Task to carry out
Could you quote all of the material below word for word, leaving out the pictures?

Input data

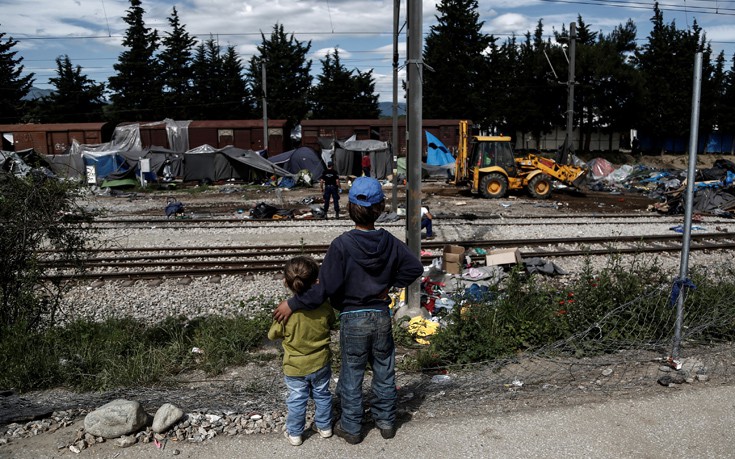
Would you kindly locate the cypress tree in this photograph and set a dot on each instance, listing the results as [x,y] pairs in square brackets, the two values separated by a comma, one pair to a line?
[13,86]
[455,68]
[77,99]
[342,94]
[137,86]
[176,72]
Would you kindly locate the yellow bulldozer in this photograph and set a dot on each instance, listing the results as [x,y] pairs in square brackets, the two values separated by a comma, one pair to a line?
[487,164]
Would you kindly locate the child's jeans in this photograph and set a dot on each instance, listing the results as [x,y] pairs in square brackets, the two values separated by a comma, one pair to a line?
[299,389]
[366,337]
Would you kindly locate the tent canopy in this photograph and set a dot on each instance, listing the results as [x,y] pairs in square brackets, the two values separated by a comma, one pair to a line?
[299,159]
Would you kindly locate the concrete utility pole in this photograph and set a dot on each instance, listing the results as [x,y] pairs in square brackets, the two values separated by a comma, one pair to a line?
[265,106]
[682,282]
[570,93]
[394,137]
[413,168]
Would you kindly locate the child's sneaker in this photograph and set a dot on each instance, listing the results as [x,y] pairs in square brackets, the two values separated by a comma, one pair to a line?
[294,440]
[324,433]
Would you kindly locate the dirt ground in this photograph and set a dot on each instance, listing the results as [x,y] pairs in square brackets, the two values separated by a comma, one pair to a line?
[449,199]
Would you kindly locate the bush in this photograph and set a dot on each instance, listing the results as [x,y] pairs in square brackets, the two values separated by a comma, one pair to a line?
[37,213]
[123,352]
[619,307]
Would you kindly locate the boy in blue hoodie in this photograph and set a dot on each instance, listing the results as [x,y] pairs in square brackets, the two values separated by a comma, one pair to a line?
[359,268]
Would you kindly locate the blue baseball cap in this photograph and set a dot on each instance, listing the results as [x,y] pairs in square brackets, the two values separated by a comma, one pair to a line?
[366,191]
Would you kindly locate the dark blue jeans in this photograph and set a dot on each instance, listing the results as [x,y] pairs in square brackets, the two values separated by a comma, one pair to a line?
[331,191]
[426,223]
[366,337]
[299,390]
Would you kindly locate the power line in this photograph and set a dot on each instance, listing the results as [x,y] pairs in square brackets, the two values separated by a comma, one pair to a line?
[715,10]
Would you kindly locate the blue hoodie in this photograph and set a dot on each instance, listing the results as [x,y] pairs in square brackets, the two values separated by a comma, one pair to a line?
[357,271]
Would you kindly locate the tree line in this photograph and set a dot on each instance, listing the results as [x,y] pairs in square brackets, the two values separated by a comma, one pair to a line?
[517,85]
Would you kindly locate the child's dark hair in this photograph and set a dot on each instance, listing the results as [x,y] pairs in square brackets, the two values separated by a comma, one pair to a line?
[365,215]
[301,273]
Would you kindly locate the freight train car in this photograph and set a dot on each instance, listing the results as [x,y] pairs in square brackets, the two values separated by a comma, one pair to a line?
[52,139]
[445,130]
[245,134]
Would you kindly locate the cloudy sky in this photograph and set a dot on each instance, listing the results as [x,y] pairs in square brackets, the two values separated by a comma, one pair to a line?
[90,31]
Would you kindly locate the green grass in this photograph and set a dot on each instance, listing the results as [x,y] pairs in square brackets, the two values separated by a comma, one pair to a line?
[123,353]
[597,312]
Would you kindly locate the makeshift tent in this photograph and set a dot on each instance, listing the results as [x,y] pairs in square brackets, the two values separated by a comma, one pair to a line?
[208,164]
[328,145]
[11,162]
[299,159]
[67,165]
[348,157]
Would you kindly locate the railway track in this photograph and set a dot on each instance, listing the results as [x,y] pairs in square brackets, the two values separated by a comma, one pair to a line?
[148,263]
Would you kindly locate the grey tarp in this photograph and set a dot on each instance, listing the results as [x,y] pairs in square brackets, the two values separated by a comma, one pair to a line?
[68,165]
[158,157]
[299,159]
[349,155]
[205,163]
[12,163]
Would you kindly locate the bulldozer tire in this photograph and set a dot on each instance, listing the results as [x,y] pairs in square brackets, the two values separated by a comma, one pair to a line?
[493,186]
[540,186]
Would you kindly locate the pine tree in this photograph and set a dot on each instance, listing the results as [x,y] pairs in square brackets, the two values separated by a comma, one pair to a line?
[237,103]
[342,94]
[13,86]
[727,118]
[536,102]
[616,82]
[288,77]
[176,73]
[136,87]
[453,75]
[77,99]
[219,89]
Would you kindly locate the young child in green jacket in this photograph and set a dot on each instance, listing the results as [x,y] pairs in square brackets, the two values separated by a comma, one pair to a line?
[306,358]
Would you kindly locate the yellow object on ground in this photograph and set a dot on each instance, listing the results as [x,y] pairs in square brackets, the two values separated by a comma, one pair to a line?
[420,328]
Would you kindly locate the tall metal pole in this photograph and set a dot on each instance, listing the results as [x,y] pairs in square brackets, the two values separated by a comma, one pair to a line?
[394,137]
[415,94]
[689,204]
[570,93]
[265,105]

Output for this exercise
Would you kindly locate the cypress tree in this photograph and set a dot on each instance, listing the results as [x,y] pairs in square brackets, the two values separated by a comma, one pair to a line?
[13,86]
[455,68]
[77,99]
[342,94]
[137,86]
[176,72]
Would you kindly locate the yellow bulldozer in this photograph and set a dot on each instance, listing the results as [x,y] pairs in square brackets, the two values separated by a comma, one pair to a line?
[487,164]
Would you kindly locate the child's jeans in this photograph and set a dot on each instance, listing the results as [x,y] pairs in square brackets, the two values separated by a comma, one pair to a line?
[299,389]
[366,337]
Would you kindly locate the tent canopy in this photograph and set a dot on each instance, listing the results as [x,y] pairs in square brackets, the two values separated by a comma, one pair to a line?
[299,159]
Would you kindly locate the concrete utility pole in this photograph and set a dot on each instance, listing the results as [x,y] pairs in square brackets, the two values separated by a comma, one pair to a line?
[265,106]
[682,282]
[570,93]
[394,137]
[413,168]
Would you kindly locate the child's sneaker in this photograph and set a dot on each instance, listing the results as [x,y] pairs in square brackets, the two values separated by a comma, one pair to a line?
[294,440]
[324,433]
Would you kindly locate the dirt ground in this photograph and set a dot on each instance, listing the results as [x,y] pairs in square brackets, the two values separated by a comma, one pair to a line?
[449,199]
Would you kindly locate the bush in this photograph and set a dot on each instance, listing the results as [x,y] pairs in square brackets, the two values separated by a comma, one pair to a line?
[37,213]
[123,352]
[619,307]
Would you kindly locate the boy in blue hoodie in this photograph and set a dot on each instance, listing the results as [x,y] pairs in square brackets, the two values separated by a comma, one pair to a line?
[359,268]
Would you kindly locate the blue baseball cap in this photograph and set a dot on each instance, listing the results as [x,y] pairs in square brackets, the two values separated by a comma, one pair to a line?
[366,191]
Would you kindly locate the dark blue jeans in this photograph and set a dot on each instance, listing the results as [x,y] pairs in square brackets, the two values separated by a comma, one pair to a line?
[331,191]
[426,223]
[366,337]
[299,390]
Would you kindly locate the power line in this photograph and set a dot on each instance, listing the results as [x,y] pairs in square brackets, the two values separated by a comma, one pair to a line?
[715,10]
Would you kindly locate the blue hoodie in this photograph and set a dot on each instance, listing the results as [x,y] pairs in square brackets, the two values separated by a comma, one pair to a line?
[357,271]
Would you kindly locate the tree line in this photograph and set a dot on each instance, listing the results as [x,y] pairs in square brackets, the two values separated by a comma, one pair to a line?
[517,85]
Would you kindly locate the child's dark hair in this photograph and set a dot on each instance, listing the results as [x,y] pairs in square brackets, the two values separated by a comma, one pair to a line?
[365,215]
[301,273]
Would you kindly locate the freight train car in this photograph and set a dot on each instance, listing the results as [x,y] pairs in square brackets, the two values separated by a comma, one pair to a line?
[52,139]
[445,130]
[245,134]
Would you kindly locate the cloudy sky in this photograph and set a dot on each instance, listing the results as [x,y] pairs in square brackets, the two values separated by a comma, one pair to a line?
[90,31]
Would you kindly locate the green grass in this photograph and set a dot on each instance, listing the results as [x,y] pairs in square brackets, the two values separated by a comma, one pair to a line?
[123,353]
[597,312]
Would you kindly locate the makeshift tent in this photograph and set a dot on each instance, listing the results as [x,y] pairs in square brackets, the two values separated by a comma, one pair to a line?
[208,164]
[328,145]
[11,162]
[299,159]
[67,165]
[348,157]
Would you kindly locate the railway track in this photograph and set a dot on each instance, listing the results as [x,y] pairs in square brackets, the two values separated by a comma, one pair to a line?
[148,263]
Would you kindly locate the grey tarp in this photograph and set a dot on each instance, listing the results as [x,y] pairs in square brackets, the two values separated by a comma, one pair to a line?
[68,165]
[158,157]
[299,159]
[349,155]
[205,163]
[12,163]
Would you kindly locate the bulldozer tire in this photograph and set a dot on each instance, listing the results as [x,y] pairs in square brackets, the two values separated by a comma, one pair to a line?
[493,186]
[540,186]
Would you kindly locate the pine tree in this photograph and set a dot on each instance, listing the results as [x,y] pairs in square brackets, the two values separated by a comma, one pair to a line?
[237,103]
[342,94]
[13,86]
[727,118]
[536,102]
[616,82]
[288,77]
[176,73]
[136,87]
[453,75]
[77,99]
[219,89]
Would you kindly locate the young child in green jacket in this photograph and set a dot on each instance, listing the results as [x,y] pairs in square brackets, the two values separated by a comma, one pair to a line?
[306,358]
Would you kindly locate the yellow object on ground in this photograph and set a dot on each instance, listing the results as [x,y] pairs in square brackets, the two values separated by a comma, one pair to a line?
[420,328]
Would you kindly locate the tall metal pole in this photograph and set a dot on each instance, listing the results as [x,y] pairs in square brackets, the two values separated by a comma, one pair to a line?
[394,137]
[415,94]
[689,204]
[570,93]
[265,105]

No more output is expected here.